Lanjutkan kisah tentang pengalaman pertama mengajar anak TK, mulai setelah kalimat terakhirnya.

Teks yang Ditampilkan:

-----

Kalian Hebat!



Ini adalah sebuah pengalaman pribadi yang saya alami hanya sekejap saja tetapi begitu bermakna. Mari kita simak!

Senin – 11 Januari 2016, adalah pengalaman pertama saya mengajar anak TK (Taman Kanak-Kanak). Awalnya saya mendapat tawaran dari kerabat saya tiga hari sebelumnya (hari jum’at), kemudian ia menginginkan saya agar mau menerima tawarannya mengajar di TK itu karena di TK (tak bisa disebut namanya) di sana sangat memburuhkan guru, hanya ada dua guru inti dan satu kepala sekolah yang saya tahu darinya. Betapa tak terbayangkan dalam benak saya jika dalam satu sekolah hanya ada dua guru yang mengajar tingkat kanak-kanak yang super aktifnya luar biasa. Sebelum saya berpikir panjang, saya hanya senang menerima kabar tersebut, berarti saya dibutuhkan untuk mengajar. Lalu, pada malamnya, kerabat saya yang mengajak untuk mengajar itu memberitahu saya agar besok (hari sabtu) untuk membawa surat lamaran pekerjaan sekaligus ada wawancara bersama pihak kepala sekolah dan melakukan psikotes. Tetapi saya segera membalas kabar bahwa saya tidak bisa mengikuti tes hari itu, karena sudah ada keperluan dan agenda sejak jauh hari.

-----

Materi yang Diberikan:
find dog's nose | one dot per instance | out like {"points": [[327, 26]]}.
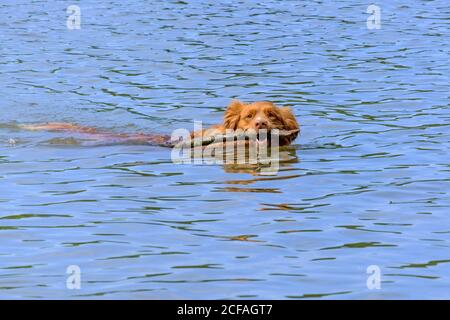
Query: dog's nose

-----

Jawaban Latihan:
Berhubung saya tidak bisa mengikuti tes pada hari sabtu lalu, akhirnya saya datang ke TK itu pada hari seninnya atas saran kerabat saya dan harus siap jika langsung mengajar. Mengajar? Di TK? Apakah bisa? Benar-benar tak pernah terpikirkan sebelumnya! Tapi setidaknya mereka membutuhkanku, mereka mengaharapkan kehadiranku.. Bukankah begitu?

Pikiran saya masih saja melayang-layang, apa yang akan saya ajarkan? Apa mereka mau menerima saya? Apakah ini takdir Allah mempertemukan saya dengan para malaikat-malaikat surga yang mungil dan lincah itu? Entahlah, saya niatkan untuk memberikan apa yang bisa saya berikan, melakukan apa yang bisa saya lakukan, dan mengajarkan apa yang bisa saya ajarkan. Sungguh Allah Maha Mengetahui segala isi hati.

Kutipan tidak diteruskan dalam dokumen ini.